Lista de tarefas >>
- a) Reproduza fielmente o trecho da notícia sobre a proposta brasileira na ONU que abre com as palavras "Mas a diplomacia" e fecha com "referia à missão.".
- b) Retome a notícia sobre a proposta brasileira rejeitada pelo Haiti e continue o texto a partir do ponto em que ele termina.

Texto para leitura >>
────────────────────────────────────────
Título: Haiti rejeita proposta brasileira na ONU
Autor: Colon, Leandro ; Chade, Jamil
Fonte: O Estado de São Paulo, 27/01/2010, Internacional, p. A17

Brasil queria envio de missão internacional para avaliar questão dos direitos humanos no país

O Haiti rejeitou uma proposta do Brasil para que uma missão internacional fosse enviada para avaliar a situação dos direitos humanos no país. Hoje, à pedido do Brasil, a ONU fará uma reunião de emergência em Genebra sobre o tema. Nos bastidores, a preparação do encontro expôs a disputa internacional sobre como lidar com a crise haitiana. O chanceler brasileiro, Celso Amorim, será o único ministro presente. Nem o governo do Haiti enviou um representante de alto escalão.

Para convocar o encontro, o Brasil obteve o apoio de 32 países. A meta do Itamaraty é colocar o debate sobre os direitos humanos no Haiti na agenda e garantir que ele seja considerado na reconstrução do país. "O debate no Conselho de Direitos Humanos da ONU deve contribuir para o exercício da boa governança e do Estado de Direito", disse a embaixadora do Brasil na ONU, Maria Nazareth Farani Azevedo.

A resolução do Brasil pedia que uma missão de governos estrangeiros viajasse ao Haiti para avaliar a questão dos direitos humanos. "Não temos como aceitar isso", disse o encarregado de negócios do Haiti na ONU, Jean Claude Pierre. Segundo ele, o governo haitiano não foi consultado.

Mas a diplomacia brasileira tem outra versão. A rejeição teria sido resultado de pressão dos países ricos, que não querem dar um enfoque de promoção do desenvolvimento para as ações no Haiti - eles preferem manter o foco em temas como segurança e a assistência humanitária. No fim do dia, o Itamaraty retirou da resolução o trecho que se referia à missão.
────────────────────────────────────────
Dados fornecidos >>
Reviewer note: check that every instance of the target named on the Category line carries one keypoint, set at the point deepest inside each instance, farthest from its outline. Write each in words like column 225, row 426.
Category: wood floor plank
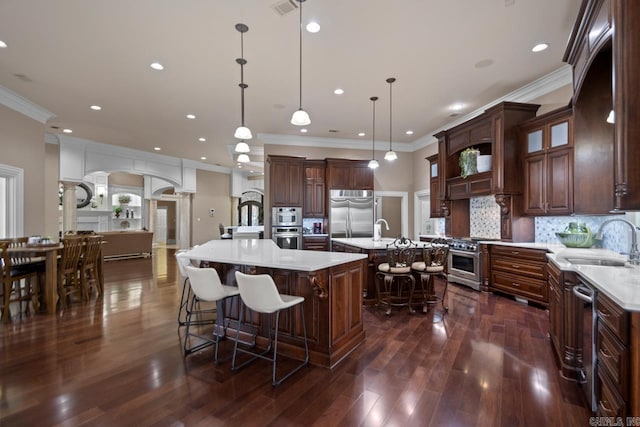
column 117, row 360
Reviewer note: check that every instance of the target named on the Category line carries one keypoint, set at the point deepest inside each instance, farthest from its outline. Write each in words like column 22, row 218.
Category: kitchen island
column 331, row 284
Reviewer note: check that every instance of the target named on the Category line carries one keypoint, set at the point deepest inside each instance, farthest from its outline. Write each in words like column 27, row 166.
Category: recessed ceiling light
column 313, row 27
column 539, row 47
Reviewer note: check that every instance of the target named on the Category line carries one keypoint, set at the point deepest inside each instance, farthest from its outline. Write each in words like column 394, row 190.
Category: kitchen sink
column 594, row 261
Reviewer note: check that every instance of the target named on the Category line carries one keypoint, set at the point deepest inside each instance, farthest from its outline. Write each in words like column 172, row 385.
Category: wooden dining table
column 50, row 253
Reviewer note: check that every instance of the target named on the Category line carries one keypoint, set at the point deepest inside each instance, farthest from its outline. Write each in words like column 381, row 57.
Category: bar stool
column 260, row 294
column 433, row 264
column 206, row 286
column 395, row 275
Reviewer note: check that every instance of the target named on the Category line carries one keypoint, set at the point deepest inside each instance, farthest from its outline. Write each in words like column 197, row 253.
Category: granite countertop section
column 621, row 284
column 365, row 242
column 265, row 253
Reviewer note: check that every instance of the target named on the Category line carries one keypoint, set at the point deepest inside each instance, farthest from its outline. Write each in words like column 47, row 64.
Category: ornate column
column 184, row 221
column 69, row 207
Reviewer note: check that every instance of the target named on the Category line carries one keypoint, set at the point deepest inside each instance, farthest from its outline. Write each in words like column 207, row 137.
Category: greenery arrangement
column 468, row 161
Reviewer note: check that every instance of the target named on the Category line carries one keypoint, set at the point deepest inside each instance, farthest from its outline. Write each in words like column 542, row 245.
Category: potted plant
column 124, row 199
column 468, row 161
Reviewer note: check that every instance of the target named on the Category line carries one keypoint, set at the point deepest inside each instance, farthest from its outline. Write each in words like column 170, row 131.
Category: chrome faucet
column 634, row 255
column 377, row 229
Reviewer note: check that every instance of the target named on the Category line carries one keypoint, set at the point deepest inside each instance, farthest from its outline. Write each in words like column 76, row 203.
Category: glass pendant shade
column 243, row 132
column 300, row 118
column 611, row 118
column 242, row 147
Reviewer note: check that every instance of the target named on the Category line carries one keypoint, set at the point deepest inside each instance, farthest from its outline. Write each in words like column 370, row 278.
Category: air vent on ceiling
column 285, row 6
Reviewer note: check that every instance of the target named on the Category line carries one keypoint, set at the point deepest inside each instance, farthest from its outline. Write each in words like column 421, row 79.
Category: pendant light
column 242, row 132
column 373, row 163
column 390, row 155
column 300, row 117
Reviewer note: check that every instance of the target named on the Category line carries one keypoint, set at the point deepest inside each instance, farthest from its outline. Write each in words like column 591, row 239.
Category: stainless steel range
column 464, row 263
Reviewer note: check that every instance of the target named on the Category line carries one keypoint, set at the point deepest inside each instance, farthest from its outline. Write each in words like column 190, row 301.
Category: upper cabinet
column 286, row 180
column 605, row 48
column 314, row 189
column 349, row 174
column 548, row 163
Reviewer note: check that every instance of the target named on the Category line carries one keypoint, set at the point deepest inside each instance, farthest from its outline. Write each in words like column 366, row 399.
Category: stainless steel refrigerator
column 351, row 213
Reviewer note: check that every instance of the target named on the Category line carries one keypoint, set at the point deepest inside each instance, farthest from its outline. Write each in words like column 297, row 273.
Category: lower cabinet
column 521, row 272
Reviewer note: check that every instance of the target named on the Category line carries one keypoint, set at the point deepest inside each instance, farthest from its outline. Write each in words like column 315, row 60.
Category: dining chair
column 89, row 263
column 22, row 283
column 260, row 294
column 433, row 264
column 207, row 287
column 394, row 281
column 68, row 268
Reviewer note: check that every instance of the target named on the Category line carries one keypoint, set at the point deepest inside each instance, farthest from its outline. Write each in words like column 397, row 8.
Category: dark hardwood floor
column 117, row 361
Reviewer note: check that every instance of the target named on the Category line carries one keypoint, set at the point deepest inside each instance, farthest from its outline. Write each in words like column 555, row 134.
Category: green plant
column 468, row 161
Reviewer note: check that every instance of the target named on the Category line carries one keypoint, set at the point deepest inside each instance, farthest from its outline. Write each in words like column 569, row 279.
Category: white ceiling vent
column 285, row 6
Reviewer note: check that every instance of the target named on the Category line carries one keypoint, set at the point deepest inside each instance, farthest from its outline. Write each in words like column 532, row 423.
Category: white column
column 184, row 220
column 69, row 207
column 153, row 211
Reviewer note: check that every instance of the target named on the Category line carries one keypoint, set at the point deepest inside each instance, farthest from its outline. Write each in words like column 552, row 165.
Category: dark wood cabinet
column 434, row 186
column 315, row 243
column 286, row 181
column 349, row 174
column 548, row 164
column 604, row 48
column 521, row 272
column 314, row 189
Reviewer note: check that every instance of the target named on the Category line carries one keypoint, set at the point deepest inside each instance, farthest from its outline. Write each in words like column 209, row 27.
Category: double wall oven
column 286, row 227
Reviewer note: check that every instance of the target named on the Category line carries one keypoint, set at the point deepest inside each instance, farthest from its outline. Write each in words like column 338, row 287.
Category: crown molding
column 310, row 141
column 22, row 105
column 561, row 77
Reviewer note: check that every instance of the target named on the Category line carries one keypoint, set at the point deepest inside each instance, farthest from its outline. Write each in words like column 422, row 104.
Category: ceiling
column 67, row 55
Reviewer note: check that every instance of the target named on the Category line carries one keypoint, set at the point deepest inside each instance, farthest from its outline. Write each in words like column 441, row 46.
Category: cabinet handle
column 603, row 406
column 606, row 354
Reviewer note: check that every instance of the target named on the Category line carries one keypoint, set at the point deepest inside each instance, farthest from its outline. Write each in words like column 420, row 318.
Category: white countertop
column 366, row 242
column 265, row 253
column 621, row 284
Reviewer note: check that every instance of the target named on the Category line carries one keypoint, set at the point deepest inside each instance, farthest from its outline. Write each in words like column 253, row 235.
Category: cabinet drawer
column 613, row 357
column 519, row 253
column 531, row 269
column 532, row 289
column 610, row 403
column 614, row 317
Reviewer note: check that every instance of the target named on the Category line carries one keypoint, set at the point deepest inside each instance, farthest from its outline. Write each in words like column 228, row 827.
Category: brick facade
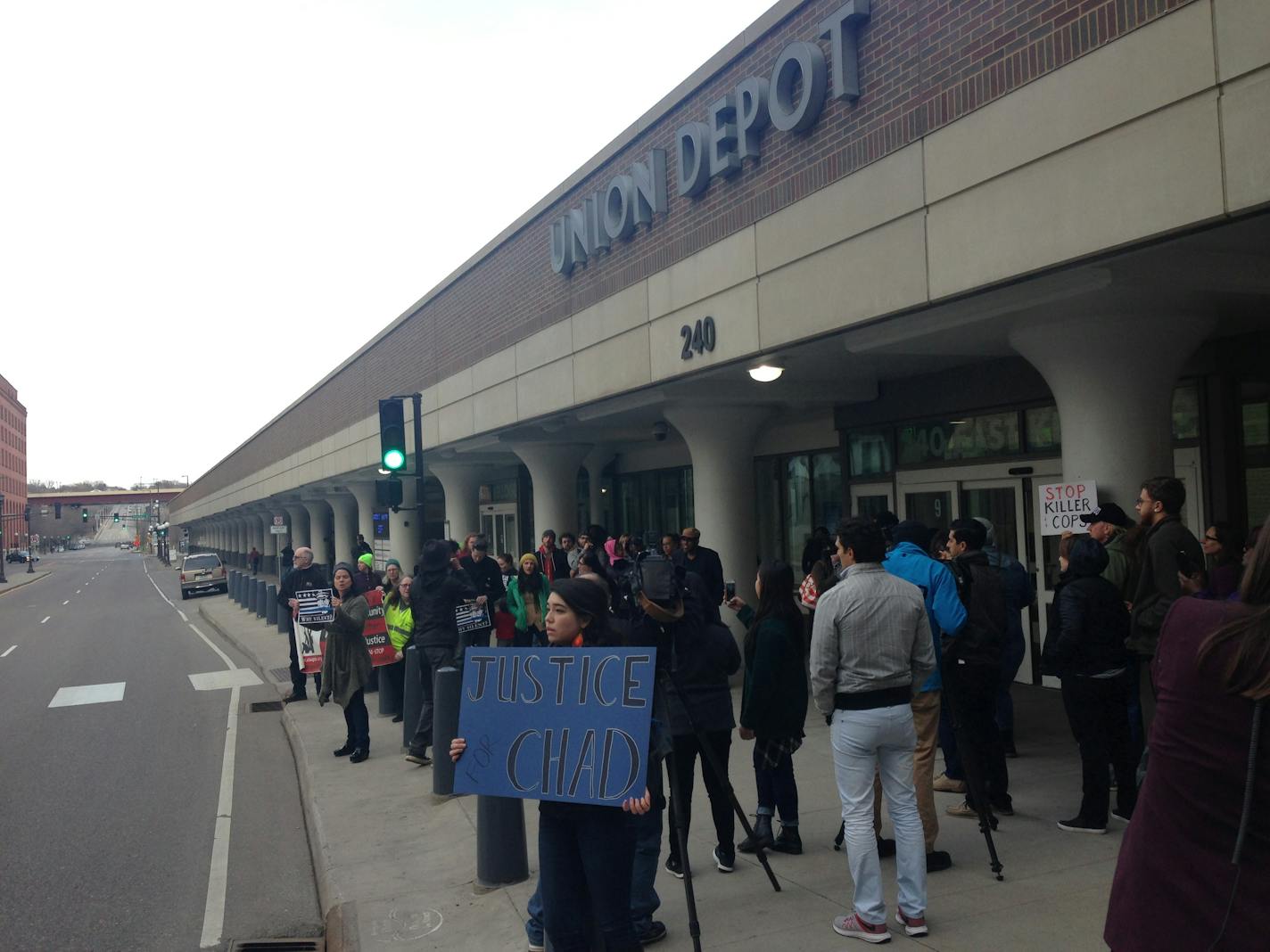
column 922, row 65
column 12, row 464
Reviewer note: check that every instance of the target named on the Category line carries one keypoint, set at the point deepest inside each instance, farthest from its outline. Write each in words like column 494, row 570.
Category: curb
column 339, row 919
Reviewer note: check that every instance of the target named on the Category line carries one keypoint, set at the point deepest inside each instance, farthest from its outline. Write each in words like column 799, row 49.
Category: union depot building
column 880, row 254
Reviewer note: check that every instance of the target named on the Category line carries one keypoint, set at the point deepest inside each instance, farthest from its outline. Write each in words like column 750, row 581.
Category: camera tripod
column 680, row 817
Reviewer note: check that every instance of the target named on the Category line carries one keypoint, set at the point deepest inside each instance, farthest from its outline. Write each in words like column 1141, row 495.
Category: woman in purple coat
column 1182, row 881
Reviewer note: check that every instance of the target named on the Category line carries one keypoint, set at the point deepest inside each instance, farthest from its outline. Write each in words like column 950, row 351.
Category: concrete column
column 344, row 509
column 554, row 470
column 405, row 541
column 722, row 445
column 319, row 529
column 595, row 464
column 363, row 493
column 297, row 518
column 1113, row 377
column 461, row 485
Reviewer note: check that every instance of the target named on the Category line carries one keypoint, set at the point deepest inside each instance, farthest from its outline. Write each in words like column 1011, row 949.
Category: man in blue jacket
column 908, row 560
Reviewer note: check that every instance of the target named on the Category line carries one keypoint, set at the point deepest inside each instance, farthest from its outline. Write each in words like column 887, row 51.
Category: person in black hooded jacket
column 1086, row 649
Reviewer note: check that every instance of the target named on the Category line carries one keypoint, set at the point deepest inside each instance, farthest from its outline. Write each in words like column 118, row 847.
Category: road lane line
column 218, row 879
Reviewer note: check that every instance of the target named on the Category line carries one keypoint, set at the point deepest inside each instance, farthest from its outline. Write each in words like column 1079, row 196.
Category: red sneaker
column 856, row 928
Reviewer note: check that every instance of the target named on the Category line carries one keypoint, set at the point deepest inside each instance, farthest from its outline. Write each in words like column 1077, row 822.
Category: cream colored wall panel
column 870, row 197
column 455, row 421
column 494, row 368
column 710, row 271
column 1246, row 140
column 613, row 365
column 545, row 390
column 1153, row 176
column 613, row 316
column 548, row 344
column 1167, row 60
column 494, row 406
column 456, row 388
column 870, row 275
column 736, row 316
column 1242, row 36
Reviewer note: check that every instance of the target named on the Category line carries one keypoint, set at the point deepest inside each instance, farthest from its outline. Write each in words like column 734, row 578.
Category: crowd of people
column 907, row 641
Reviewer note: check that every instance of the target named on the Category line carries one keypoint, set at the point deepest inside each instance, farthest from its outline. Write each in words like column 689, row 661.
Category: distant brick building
column 12, row 463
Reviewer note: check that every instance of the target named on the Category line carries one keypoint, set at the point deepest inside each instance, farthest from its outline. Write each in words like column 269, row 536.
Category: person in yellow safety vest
column 397, row 613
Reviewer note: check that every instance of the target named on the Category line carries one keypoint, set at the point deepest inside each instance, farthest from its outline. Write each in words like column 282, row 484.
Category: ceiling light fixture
column 766, row 372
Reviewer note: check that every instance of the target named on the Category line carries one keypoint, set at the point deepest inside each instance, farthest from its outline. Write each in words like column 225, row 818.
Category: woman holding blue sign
column 346, row 665
column 586, row 852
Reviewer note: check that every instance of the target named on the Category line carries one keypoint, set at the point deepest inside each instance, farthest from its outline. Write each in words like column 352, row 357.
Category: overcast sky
column 204, row 207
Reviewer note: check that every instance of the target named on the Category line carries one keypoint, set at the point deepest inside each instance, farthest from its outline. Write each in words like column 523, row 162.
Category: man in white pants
column 870, row 647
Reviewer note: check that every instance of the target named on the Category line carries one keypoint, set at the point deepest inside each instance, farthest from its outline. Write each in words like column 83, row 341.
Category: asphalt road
column 108, row 810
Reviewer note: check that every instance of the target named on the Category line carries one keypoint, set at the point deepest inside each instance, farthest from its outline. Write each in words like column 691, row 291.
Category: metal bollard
column 500, row 853
column 390, row 698
column 446, row 689
column 412, row 697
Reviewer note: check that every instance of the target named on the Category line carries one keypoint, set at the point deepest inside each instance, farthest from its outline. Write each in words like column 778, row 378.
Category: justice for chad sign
column 1062, row 505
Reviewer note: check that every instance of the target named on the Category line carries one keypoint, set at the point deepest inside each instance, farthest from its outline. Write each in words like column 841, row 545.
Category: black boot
column 761, row 837
column 789, row 841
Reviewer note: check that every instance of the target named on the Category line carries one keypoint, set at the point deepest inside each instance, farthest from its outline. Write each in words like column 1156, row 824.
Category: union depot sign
column 789, row 99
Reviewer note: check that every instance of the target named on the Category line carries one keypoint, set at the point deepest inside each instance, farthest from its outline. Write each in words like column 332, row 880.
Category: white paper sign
column 1062, row 505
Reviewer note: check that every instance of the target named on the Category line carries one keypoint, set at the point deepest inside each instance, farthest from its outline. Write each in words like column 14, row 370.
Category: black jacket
column 297, row 580
column 1157, row 579
column 1089, row 623
column 487, row 578
column 433, row 598
column 982, row 640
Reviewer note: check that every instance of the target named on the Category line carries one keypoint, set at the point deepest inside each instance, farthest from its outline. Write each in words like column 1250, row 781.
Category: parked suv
column 202, row 572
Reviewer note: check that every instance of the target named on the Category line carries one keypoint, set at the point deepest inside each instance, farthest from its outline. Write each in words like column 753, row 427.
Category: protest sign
column 376, row 631
column 557, row 724
column 310, row 645
column 472, row 617
column 1063, row 503
column 314, row 607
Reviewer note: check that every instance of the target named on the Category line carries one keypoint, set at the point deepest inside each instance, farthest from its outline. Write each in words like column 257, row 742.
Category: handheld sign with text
column 376, row 631
column 1063, row 503
column 314, row 607
column 557, row 724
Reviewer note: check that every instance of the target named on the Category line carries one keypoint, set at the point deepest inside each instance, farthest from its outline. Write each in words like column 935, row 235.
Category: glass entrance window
column 932, row 508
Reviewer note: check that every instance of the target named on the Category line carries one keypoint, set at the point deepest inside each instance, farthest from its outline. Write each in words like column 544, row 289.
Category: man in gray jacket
column 871, row 647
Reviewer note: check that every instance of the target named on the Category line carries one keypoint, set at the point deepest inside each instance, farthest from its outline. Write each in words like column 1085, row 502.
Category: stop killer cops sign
column 1062, row 505
column 557, row 724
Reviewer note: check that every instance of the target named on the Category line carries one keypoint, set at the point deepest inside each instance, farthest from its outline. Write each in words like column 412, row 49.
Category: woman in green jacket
column 773, row 702
column 527, row 599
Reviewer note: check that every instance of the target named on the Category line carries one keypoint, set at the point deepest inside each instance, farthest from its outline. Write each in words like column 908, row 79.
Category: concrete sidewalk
column 397, row 866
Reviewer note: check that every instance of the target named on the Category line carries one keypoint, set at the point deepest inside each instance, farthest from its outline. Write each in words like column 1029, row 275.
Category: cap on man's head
column 1110, row 513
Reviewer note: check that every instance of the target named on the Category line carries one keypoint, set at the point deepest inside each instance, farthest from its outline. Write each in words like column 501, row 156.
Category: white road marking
column 219, row 680
column 87, row 694
column 218, row 880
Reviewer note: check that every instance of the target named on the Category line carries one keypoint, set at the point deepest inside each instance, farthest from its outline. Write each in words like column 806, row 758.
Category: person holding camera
column 871, row 649
column 773, row 702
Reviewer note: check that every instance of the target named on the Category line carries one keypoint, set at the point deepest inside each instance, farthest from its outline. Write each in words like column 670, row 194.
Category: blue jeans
column 647, row 831
column 776, row 789
column 881, row 739
column 586, row 856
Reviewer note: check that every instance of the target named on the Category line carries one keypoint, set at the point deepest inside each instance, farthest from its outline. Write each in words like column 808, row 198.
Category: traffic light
column 392, row 434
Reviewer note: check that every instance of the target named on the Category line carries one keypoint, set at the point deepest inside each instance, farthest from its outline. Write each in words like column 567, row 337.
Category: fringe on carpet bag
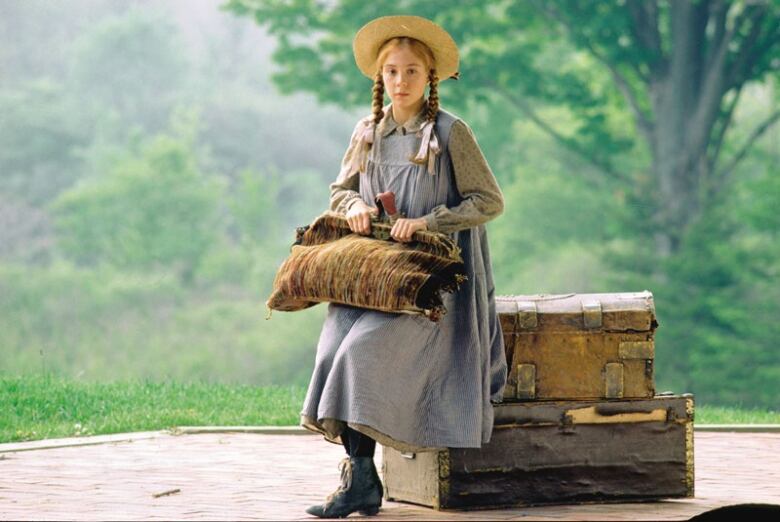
────────────────────────────────────────
Resultados do exercício >>
- a)
Mas a diplomacia brasileira tem outra versão. A rejeição teria sido resultado de pressão dos países ricos, que não querem dar um enfoque de promoção do desenvolvimento para as ações no Haiti - eles preferem manter o foco em temas como segurança e a assistência humanitária. No fim do dia, o Itamaraty retirou da resolução o trecho que se referia à missão.

- b)
Americanos e europeus sugeriram que o relator da ONU para o Haiti visite o país. No entanto, Porto Príncipe rejeitou a proposta. Cuba e Rússia também a descartaram. O argumento de Washington é não deixar que a reunião se transforme em um palco para a Venezuela criticar o envio de soldados americanos ao Haiti.

Diplomatas europeus também confessaram na ONU que seus governos duvidam da conveniência da reunião por acreditarem que é cedo tratar do tema enquanto os trabalhos de resgate não estão concluídos. "Não sabemos se a reunião é para promover o Haiti ou o país que convocou a reunião", ironizou um diplomata alemão.

As críticas também saíram de dentro da ONU. A queixa principal é a de que o Itamaraty tentou mudar o protocolo para garantir ao chanceler Celso Amorim uma posição de destaque no evento, discursando antes mesmo dos haitianos.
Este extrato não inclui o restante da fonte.